**Article:**
══════

Musicians from across the country and beyond will hear Fox’s work and like the way it sounds. They actively seek him out to produce their records for them. The demand is so high that he now has to be selective as to what material he works on. And he wants to leave himself the time to spend on his own projects.

“I am currently working on three albums of my own,” he says. “They are almost done, but I want to release them one at a time strategically. I don’t want all three coming out at once because they are completely different from one another in terms of sound, style, approach, etc.”

One of the albums is a musical work, Seed Map, for which he has obtained a Canada Council grant. He is using odd time signatures to represent how the relationship between science and nature can at times be awkward and at other times flowing. Using these unconventional time signatures makes the process of recording complicated. Once he started doing research for the project he realized it was going to take longer than he initially expected.

“My aim is to research and explore specific themes such as food security, scientific discoveries, and human isolation/connection through technology. The lyrical focus of the record will be detail-oriented and poetic while reflecting these impersonal concepts through a very personal lens. To evoke this intersection of science and nature musically, I am juxtaposing organic acoustic sounds with some carefully selected abstract or jagged modern sounds,” Fox says.

“I am also employing odd time signatures inspired by rhythms of Balkan folk music. These rhythms, so effortlessly incorporated into the Balkan cultures, seem awkward and confusing to much of Western culture. It strikes me as a metaphor for the uncomfortable relationship we have with our natural surroundings, and our instinct to tame that which is wild or seemingly chaotic.”

══════

**Supplied data:**
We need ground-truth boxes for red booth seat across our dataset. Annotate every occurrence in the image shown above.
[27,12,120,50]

══════

**Tasks to complete:**
(1) Please retype the stretch of the Fox article from "One of the albums" through "he initially expected.".
(2) Extend the article about Fox and his albums, picking up right after its last sentence.
The data can be set aside; nothing here depends on it.

**Answers below:**
(1)
One of the albums is a musical work, Seed Map, for which he has obtained a Canada Council grant. He is using odd time signatures to represent how the relationship between science and nature can at times be awkward and at other times flowing. Using these unconventional time signatures makes the process of recording complicated. Once he started doing research for the project he realized it was going to take longer than he initially expected.

(2)
Seed Map features folk instruments such as guitar, bass ukulele and mandolin atop bass and drum, as well as additional parts for cello, violin and trumpet. The intent is to create an orchestral style of folk song that mirrors the layering and density of the lyrical content. The album is now nearing completion but it has taken about five years, the longest time it has ever taken Fox to make a record.

“We started recording in Montreal,” Fox says. “I’ve gotten to work with a couple of guys from the Big Fish Eat Little Fish days, Jordy and Richard Reed Parry, plus several other noted musicians such as Rae Spoon, Wax Mannequin, Michael Feuerstack and Lapp. Oh, and my kids. Jordy will be coming out next week to finish off. Then it will need mixing and mastering.”

But it is not as if Fox has to search across the country or reach into his past to find gifted artists to work with. One thing that has always impressed him about the Valley is the quality of its homegrown talent.

“I am working with a lot more local folks than I thought I would,” he says. “The population here is not that large but we have all kinds of talented songwriters, musicians. Really, really high level players. It’s exciting.”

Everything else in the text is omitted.